- What is being asked:
Check each line of the listing for the word "below" and report the ones that have it.

- Records to use:

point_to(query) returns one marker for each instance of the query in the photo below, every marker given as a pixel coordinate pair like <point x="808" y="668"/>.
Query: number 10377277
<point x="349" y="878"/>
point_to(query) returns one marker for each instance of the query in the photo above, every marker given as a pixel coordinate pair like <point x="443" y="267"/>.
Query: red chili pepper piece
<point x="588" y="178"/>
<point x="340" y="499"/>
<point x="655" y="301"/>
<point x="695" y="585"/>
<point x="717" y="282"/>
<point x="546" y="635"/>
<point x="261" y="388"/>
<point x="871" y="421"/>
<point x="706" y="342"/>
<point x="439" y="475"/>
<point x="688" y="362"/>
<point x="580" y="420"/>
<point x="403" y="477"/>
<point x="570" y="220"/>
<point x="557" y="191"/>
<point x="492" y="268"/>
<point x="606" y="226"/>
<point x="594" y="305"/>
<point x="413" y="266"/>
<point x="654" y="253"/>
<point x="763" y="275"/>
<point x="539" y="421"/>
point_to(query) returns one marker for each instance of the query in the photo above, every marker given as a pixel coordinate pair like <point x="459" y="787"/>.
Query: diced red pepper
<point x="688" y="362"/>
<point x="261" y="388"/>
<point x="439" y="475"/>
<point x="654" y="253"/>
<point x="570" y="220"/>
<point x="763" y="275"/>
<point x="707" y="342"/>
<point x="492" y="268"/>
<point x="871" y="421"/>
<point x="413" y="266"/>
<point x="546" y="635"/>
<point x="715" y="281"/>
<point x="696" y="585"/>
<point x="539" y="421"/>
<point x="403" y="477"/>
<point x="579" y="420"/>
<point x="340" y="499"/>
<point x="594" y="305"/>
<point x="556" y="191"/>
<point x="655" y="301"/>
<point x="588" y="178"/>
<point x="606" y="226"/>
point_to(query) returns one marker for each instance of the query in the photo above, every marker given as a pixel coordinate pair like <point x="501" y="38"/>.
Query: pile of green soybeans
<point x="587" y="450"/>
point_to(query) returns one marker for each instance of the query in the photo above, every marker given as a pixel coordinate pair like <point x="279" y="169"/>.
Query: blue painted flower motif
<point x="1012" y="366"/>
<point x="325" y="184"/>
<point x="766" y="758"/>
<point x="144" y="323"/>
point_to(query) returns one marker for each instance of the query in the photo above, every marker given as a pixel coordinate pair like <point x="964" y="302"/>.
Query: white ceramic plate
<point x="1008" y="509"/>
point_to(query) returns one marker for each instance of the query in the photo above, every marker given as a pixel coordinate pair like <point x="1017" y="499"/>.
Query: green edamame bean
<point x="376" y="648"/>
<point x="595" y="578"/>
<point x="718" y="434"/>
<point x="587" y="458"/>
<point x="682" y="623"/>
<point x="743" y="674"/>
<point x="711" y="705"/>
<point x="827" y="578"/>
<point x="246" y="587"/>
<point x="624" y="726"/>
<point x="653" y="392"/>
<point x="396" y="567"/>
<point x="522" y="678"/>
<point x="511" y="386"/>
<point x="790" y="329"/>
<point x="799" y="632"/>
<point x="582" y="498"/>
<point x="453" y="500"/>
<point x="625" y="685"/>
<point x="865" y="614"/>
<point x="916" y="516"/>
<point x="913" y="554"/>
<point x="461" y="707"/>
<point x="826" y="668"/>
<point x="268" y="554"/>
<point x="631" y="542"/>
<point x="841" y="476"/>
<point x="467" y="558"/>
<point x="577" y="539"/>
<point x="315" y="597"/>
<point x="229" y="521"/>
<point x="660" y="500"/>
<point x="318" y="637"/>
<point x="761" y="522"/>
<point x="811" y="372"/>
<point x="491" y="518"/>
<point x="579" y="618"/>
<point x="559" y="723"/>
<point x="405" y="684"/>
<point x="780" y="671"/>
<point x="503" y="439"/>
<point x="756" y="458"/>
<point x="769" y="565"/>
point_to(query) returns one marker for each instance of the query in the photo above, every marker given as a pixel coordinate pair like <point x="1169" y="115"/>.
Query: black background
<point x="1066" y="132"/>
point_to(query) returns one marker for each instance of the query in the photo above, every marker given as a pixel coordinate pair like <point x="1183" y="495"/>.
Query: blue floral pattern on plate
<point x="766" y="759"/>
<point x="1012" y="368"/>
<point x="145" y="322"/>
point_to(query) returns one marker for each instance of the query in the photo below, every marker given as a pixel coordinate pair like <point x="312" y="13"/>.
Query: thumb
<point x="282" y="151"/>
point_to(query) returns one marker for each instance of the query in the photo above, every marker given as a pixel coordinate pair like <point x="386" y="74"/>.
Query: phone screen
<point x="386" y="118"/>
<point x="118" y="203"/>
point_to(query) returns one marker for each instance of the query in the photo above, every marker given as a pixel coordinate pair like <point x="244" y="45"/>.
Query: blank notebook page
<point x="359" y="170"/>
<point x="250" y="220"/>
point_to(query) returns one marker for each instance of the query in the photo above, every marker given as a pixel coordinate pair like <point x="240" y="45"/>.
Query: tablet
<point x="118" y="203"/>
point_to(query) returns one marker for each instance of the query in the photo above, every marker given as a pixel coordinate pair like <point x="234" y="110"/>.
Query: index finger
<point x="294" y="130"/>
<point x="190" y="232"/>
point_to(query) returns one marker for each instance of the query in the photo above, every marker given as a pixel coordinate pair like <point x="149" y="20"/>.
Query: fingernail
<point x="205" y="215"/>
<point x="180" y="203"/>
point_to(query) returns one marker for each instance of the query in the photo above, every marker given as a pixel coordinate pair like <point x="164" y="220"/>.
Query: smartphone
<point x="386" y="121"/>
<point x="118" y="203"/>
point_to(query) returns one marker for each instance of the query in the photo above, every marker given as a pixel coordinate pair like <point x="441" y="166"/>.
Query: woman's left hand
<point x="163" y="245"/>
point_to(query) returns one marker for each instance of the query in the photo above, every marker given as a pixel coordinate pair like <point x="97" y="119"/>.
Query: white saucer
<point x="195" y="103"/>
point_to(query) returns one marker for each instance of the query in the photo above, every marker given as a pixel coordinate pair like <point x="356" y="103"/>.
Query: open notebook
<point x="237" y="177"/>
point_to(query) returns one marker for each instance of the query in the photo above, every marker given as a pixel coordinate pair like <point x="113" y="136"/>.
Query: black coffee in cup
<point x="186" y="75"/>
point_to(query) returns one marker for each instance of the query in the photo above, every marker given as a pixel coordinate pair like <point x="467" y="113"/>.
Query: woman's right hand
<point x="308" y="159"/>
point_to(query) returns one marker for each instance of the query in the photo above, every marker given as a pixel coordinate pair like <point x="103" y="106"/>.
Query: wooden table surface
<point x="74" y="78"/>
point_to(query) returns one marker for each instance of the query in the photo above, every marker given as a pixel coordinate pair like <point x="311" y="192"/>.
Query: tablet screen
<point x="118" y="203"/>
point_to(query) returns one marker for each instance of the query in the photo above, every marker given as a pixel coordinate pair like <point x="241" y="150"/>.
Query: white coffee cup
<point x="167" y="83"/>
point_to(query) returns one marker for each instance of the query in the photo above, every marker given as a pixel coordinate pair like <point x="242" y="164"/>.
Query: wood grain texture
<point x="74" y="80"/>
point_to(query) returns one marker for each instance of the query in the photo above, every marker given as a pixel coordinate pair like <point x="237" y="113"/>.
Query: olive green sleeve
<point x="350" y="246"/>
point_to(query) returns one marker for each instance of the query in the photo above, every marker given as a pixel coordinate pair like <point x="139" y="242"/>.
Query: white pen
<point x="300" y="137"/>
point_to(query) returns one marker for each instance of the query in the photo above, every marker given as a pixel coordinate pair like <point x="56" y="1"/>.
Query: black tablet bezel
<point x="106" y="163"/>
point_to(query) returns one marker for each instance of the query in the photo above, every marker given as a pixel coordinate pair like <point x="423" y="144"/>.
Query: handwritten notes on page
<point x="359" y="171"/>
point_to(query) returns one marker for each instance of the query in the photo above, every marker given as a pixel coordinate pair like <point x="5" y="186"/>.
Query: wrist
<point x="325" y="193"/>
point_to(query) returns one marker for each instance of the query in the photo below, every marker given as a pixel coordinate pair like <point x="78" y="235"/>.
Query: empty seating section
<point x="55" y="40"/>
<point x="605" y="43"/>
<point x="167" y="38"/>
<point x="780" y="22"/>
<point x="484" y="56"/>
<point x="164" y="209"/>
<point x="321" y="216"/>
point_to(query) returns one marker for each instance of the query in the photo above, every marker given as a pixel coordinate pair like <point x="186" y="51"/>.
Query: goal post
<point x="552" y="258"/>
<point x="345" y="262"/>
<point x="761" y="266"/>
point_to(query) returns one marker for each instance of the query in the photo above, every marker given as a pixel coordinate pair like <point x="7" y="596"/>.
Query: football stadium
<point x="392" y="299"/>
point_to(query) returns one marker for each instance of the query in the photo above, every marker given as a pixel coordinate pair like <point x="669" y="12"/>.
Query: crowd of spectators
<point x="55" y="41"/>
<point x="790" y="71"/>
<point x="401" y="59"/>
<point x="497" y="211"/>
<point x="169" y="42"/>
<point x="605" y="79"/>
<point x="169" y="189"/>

- Response area:
point_to(query) returns one marker for each instance of the query in the photo below, every marker given as a pixel coordinate pair like <point x="808" y="668"/>.
point_to(query) returns one marker for each instance of the query in the photo below, every marker given as a pixel coordinate pair like <point x="312" y="13"/>.
point_to(query) returns one marker for each instance of the query in the photo below, every marker given as a pixel coordinate pair like <point x="78" y="235"/>.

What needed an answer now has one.